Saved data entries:
+ + + +

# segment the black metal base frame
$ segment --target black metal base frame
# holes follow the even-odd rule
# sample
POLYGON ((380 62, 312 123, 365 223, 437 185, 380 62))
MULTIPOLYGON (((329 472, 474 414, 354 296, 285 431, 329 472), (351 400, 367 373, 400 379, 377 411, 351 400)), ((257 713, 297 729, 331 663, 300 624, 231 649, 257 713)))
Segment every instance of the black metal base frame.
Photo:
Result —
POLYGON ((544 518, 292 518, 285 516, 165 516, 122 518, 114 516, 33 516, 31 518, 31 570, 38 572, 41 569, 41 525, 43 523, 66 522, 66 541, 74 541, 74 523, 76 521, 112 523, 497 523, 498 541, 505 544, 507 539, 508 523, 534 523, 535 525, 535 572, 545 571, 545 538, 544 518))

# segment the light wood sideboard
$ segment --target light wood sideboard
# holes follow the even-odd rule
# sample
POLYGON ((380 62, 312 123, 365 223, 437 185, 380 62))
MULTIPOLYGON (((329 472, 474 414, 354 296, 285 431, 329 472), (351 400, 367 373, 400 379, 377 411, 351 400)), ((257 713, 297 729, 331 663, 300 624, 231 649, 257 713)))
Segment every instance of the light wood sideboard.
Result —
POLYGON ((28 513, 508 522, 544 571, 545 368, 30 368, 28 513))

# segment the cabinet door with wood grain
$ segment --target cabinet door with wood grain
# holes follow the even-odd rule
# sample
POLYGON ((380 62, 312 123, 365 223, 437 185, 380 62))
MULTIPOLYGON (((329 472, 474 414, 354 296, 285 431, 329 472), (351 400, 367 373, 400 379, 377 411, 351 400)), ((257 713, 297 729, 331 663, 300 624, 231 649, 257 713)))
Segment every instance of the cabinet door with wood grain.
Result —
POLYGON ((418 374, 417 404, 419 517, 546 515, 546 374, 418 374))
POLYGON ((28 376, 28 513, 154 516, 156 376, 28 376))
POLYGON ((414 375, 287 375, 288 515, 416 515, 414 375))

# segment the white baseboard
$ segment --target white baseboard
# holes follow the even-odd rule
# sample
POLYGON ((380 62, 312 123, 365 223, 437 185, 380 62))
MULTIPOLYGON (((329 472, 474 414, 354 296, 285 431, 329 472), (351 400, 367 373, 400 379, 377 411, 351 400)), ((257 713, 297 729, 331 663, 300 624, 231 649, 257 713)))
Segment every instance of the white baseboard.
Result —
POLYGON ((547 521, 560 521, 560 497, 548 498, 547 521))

+ + + +

• REQUIRED WORK:
Tally the lines in the records above that contain the word "instance". Reply with the number alone.

• FULL ANSWER:
4